=== TEXT EXCERPT ===
----
By virtue of its premise, She Who Became the Sun tackles questions of historical fidelity and diasporic reception head-on. Beyond simply engaging with the monumental body of the Chinese tradition on a conceptual level (“founding of the Ming Dynasty, but make it queer”), Parker-Chan pens both love letter and protest song into She Who Became the Sun on the levels of literary craft, narrative resonance, and metatextual exploration. The book simultaneously pays homage to the Chinese historical-literary tradition (and the wuxia genre in particular), while lovingly and gleefully subverting traditional narratives, expectations, and conventions.
LANGUAGE AND IDENTITY
While reading She Who Became the Sun, I was struck by the recurring thought: this book was written for bilingual readers. Already, much has been made of Parker-Chan’s command of prose, from C.S. Pascat’s praise (“Parker-Chan’s exquisitely wrought prose brings light and nuance to the novel[…]”) to Rowenna Miller’s review (“Shelley Parker-Chan’s debut novel is a sweeping epic rendered in elegant prose…”), but what Anglophone-only readers might not realize is that Parker-Chan’s language does not simply demonstrate their mastery of English-language craft, but also their easy familiarity with the Chinese language and literary tradition.
The marvel of She Who Became the Sun is that it reads like a novel in foreignized translation1. Woven into the fabric of Parker-Chan’s narration, the twists and quirks of dialogue, the insults hurled by one character at another and the teasing endearments shared between lovers are the living, breathing rhythms of Chinese language, literature, and culture. As readers of fantasy and science fiction, we are often more tolerant of unusual turns of phrase, more open to having aspects of language, culture, and worldbuilding set spinning on subtly different axes from the ones we know. In She Who Became the Sun, what otherwise might pass as an elevated and unique literary style to the English-exclusive reader is actually a richly-textured tapestry, brocaded with idioms and embroidered with references.
----
=== SHORT PROBLEM A ===
In the text about She Who Became the Sun, what is the novel said to read like?
The records have no connection to the text about She Who Became the Sun.

[Collected data entries]
----
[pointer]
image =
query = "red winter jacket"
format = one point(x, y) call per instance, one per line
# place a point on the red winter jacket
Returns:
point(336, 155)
----
=== SHORT PROBLEM B ===
Rewrite the records with "winter" replaced by "leather" everywhere it occurs, keeping all else the same.

=== WRITTEN SOLUTION A ===
A novel in foreignized translation.

=== WRITTEN SOLUTION B ===
[pointer]
image =
query = "red leather jacket"
format = one point(x, y) call per instance, one per line
# place a point on the red leather jacket
Returns:
point(336, 155)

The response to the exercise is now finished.